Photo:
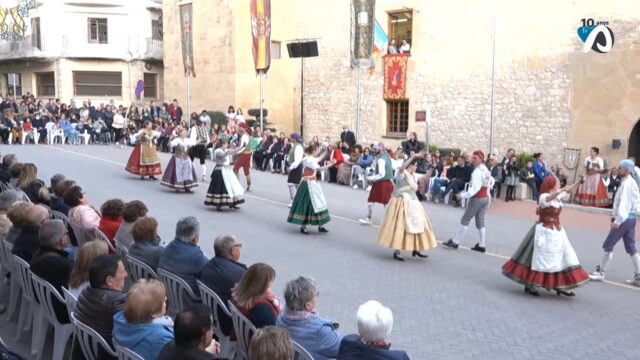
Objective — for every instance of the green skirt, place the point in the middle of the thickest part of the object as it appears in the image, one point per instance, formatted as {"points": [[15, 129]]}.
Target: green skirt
{"points": [[302, 212]]}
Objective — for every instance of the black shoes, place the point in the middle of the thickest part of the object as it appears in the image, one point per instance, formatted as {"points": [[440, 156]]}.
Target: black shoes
{"points": [[419, 254], [451, 244]]}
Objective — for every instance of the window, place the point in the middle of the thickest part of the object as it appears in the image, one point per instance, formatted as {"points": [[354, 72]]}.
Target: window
{"points": [[45, 84], [400, 25], [397, 117], [35, 33], [14, 84], [97, 83], [98, 31], [156, 30], [150, 86], [275, 49]]}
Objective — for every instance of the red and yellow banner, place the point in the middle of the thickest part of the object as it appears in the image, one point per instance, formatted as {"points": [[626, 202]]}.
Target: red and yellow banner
{"points": [[395, 76], [261, 31]]}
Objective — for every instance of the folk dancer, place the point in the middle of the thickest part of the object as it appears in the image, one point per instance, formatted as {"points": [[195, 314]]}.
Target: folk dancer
{"points": [[623, 223], [144, 160], [225, 189], [180, 174], [310, 206], [243, 160], [405, 225], [479, 199], [545, 258], [382, 188]]}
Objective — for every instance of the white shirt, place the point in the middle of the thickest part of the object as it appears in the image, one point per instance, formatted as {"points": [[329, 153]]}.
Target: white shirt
{"points": [[480, 177], [626, 200]]}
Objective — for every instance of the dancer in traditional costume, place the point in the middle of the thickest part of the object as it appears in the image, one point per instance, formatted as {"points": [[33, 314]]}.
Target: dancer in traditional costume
{"points": [[144, 160], [180, 174], [243, 159], [545, 258], [382, 182], [623, 223], [405, 225], [296, 154], [310, 206], [225, 189], [592, 191], [479, 199]]}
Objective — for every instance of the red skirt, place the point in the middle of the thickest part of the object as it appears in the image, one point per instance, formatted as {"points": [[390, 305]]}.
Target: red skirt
{"points": [[134, 167], [381, 192]]}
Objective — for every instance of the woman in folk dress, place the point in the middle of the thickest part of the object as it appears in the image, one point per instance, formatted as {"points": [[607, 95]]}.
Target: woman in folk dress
{"points": [[545, 258], [144, 160], [405, 225], [180, 174]]}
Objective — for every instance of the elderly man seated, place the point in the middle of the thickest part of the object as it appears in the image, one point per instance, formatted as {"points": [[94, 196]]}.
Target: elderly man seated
{"points": [[182, 256], [374, 326], [306, 327]]}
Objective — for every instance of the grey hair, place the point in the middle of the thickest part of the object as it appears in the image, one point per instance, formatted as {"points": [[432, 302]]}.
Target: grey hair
{"points": [[187, 228], [223, 244], [10, 197], [51, 232], [299, 292]]}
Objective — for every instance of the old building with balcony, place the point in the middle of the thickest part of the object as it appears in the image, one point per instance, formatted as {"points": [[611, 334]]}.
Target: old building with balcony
{"points": [[86, 49]]}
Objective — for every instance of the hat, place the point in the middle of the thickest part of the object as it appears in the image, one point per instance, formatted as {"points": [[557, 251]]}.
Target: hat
{"points": [[296, 137], [479, 154]]}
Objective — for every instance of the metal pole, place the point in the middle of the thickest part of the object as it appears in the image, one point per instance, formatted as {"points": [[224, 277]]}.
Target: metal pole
{"points": [[493, 89]]}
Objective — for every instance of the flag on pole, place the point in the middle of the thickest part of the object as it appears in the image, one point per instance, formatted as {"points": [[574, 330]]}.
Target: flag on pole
{"points": [[186, 22], [261, 31]]}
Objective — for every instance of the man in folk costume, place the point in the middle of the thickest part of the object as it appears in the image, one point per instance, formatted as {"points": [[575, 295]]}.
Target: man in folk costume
{"points": [[199, 138], [382, 188], [623, 223], [243, 160], [479, 199]]}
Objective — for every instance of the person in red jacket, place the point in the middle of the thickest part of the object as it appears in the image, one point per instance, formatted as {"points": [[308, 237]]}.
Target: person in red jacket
{"points": [[111, 218]]}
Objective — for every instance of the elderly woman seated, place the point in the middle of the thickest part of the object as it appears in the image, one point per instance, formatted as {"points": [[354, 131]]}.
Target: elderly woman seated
{"points": [[374, 326], [306, 327]]}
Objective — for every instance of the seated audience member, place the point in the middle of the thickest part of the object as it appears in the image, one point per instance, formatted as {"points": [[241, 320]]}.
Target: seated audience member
{"points": [[81, 212], [253, 296], [307, 328], [375, 323], [527, 176], [271, 343], [103, 298], [130, 213], [28, 241], [223, 272], [137, 326], [79, 278], [145, 246], [57, 202], [51, 262], [193, 336], [182, 256], [111, 218]]}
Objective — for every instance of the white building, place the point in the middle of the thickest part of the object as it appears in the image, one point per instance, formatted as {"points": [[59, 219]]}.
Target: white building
{"points": [[84, 49]]}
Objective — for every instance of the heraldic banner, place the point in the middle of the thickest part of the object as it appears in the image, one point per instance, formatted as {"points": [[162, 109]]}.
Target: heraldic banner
{"points": [[261, 31], [186, 24], [395, 76]]}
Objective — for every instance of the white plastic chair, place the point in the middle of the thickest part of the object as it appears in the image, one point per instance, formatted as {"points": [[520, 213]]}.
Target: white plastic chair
{"points": [[89, 340], [46, 295], [139, 270], [300, 353], [176, 289], [243, 329], [213, 301], [125, 353]]}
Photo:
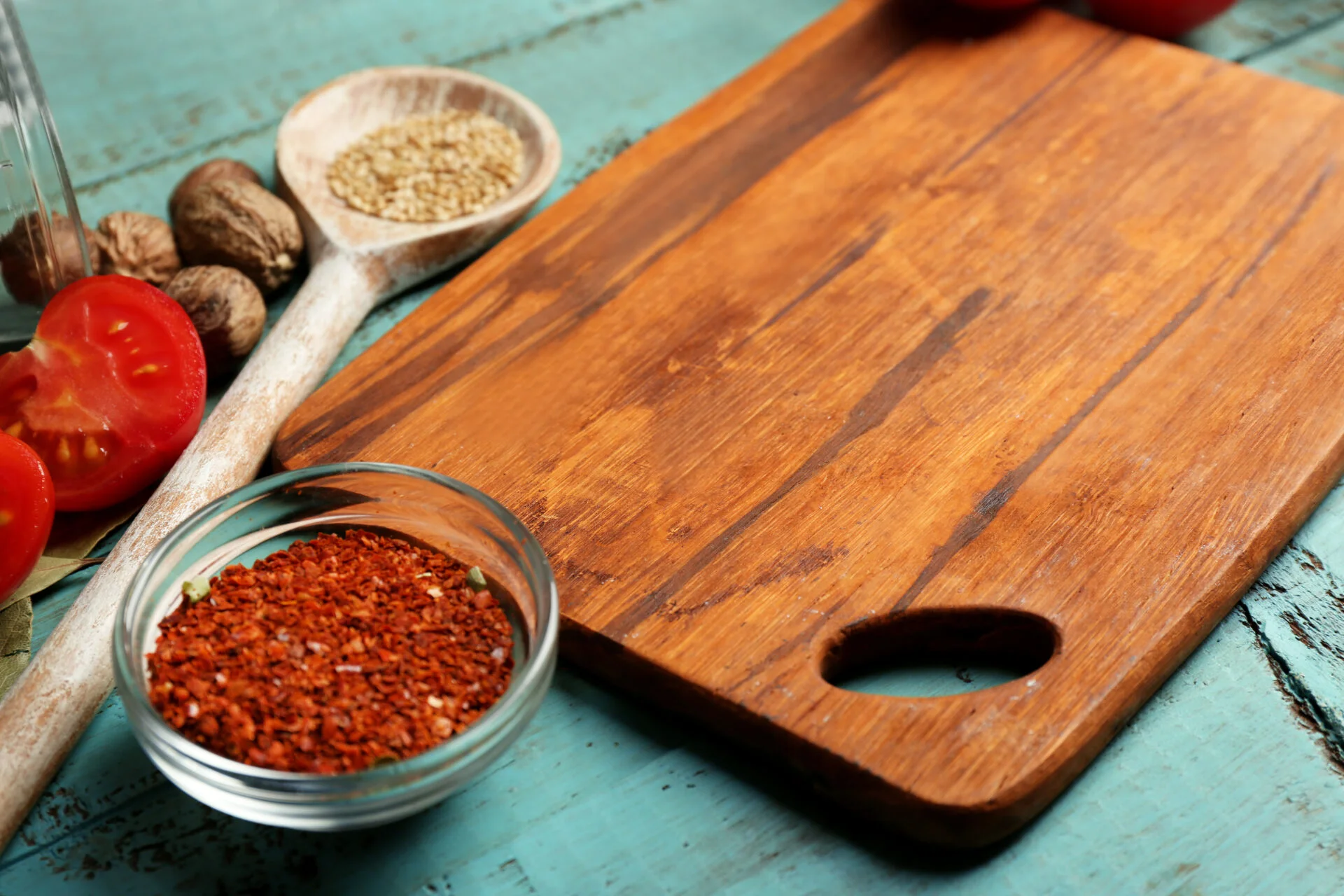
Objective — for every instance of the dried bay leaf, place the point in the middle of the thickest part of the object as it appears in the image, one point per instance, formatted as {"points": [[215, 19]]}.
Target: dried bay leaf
{"points": [[73, 538], [15, 641]]}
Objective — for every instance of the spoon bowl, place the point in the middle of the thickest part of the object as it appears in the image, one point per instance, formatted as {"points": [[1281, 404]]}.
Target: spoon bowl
{"points": [[332, 117]]}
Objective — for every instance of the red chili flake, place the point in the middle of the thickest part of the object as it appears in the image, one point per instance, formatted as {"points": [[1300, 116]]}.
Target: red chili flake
{"points": [[332, 656]]}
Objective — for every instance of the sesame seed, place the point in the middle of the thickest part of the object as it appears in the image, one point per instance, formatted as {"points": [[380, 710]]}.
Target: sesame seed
{"points": [[429, 168]]}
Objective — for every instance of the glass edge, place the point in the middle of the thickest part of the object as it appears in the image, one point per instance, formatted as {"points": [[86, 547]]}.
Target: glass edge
{"points": [[499, 716], [49, 125]]}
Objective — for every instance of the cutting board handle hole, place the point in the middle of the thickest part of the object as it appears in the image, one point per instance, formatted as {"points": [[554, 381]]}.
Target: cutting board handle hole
{"points": [[939, 653]]}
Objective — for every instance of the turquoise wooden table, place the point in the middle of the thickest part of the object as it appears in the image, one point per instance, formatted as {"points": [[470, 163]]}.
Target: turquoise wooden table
{"points": [[1227, 782]]}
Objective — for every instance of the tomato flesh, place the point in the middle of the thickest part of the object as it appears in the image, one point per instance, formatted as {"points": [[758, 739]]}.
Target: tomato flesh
{"points": [[1159, 18], [27, 508], [108, 393]]}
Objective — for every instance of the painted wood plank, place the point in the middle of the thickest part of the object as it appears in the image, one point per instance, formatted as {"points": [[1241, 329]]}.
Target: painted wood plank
{"points": [[1152, 811], [1315, 58], [159, 80], [1257, 26]]}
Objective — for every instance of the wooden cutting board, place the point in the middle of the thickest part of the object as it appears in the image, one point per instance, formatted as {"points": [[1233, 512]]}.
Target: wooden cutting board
{"points": [[904, 348]]}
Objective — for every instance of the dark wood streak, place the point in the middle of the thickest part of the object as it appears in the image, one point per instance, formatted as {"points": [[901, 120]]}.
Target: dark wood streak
{"points": [[1289, 223], [971, 526], [1086, 61], [867, 414], [657, 211], [992, 501], [851, 253]]}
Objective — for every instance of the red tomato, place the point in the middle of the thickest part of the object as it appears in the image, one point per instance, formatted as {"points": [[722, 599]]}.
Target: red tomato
{"points": [[108, 393], [27, 507], [1159, 18]]}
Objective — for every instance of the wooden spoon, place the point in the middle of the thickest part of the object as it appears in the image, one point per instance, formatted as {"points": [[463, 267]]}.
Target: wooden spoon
{"points": [[356, 261]]}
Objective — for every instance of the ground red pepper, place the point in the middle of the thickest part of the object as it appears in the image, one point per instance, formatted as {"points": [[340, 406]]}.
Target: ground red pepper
{"points": [[335, 654]]}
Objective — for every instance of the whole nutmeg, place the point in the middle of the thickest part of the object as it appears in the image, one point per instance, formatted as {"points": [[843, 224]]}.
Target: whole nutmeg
{"points": [[225, 307], [137, 245], [33, 277], [209, 171], [244, 226]]}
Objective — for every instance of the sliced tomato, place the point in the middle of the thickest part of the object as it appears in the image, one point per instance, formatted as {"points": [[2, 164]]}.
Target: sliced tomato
{"points": [[108, 393], [27, 507], [1159, 18]]}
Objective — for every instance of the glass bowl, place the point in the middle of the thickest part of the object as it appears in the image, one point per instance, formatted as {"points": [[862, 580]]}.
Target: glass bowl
{"points": [[267, 516]]}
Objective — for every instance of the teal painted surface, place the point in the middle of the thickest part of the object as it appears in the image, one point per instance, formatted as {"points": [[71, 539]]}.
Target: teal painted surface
{"points": [[1218, 786]]}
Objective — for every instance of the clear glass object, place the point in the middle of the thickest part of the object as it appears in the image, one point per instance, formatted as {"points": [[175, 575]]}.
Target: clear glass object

> [TASK GOAL] Please rewrite the entries as a numbered list, from the line containing "Objective — for every instance of the sliced" through the end of the entries, inclusive, leaving out blank lines.

> [SOLUTION FOR THIS EXERCISE]
1. Objective — for every instance of the sliced tomato, place the point in the middle of the thickest part of the object as it appears in the image, one point per instance, formatted as {"points": [[2, 164]]}.
2. Target: sliced tomato
3. {"points": [[108, 393], [27, 507], [1159, 18]]}
4. Objective — for every instance of the glass bowl, place the point in the middle of the thickest part of the object as it appears in the image, one point per instance, formatted as {"points": [[862, 580]]}.
5. Target: glass bowl
6. {"points": [[267, 516]]}
7. Objective — for every instance of the teal painted surface, place the point in the middle of the thickest part of the object as it appears in the image, one point per instance, formatted as {"points": [[71, 539]]}.
8. Target: teal painted surface
9. {"points": [[1218, 786]]}
10. Objective — for every instance of the clear glass object, place the point in the middle of the thickest part of the object as it appears in the image, one point per instance, formatted as {"points": [[175, 575]]}.
11. Target: clear glass object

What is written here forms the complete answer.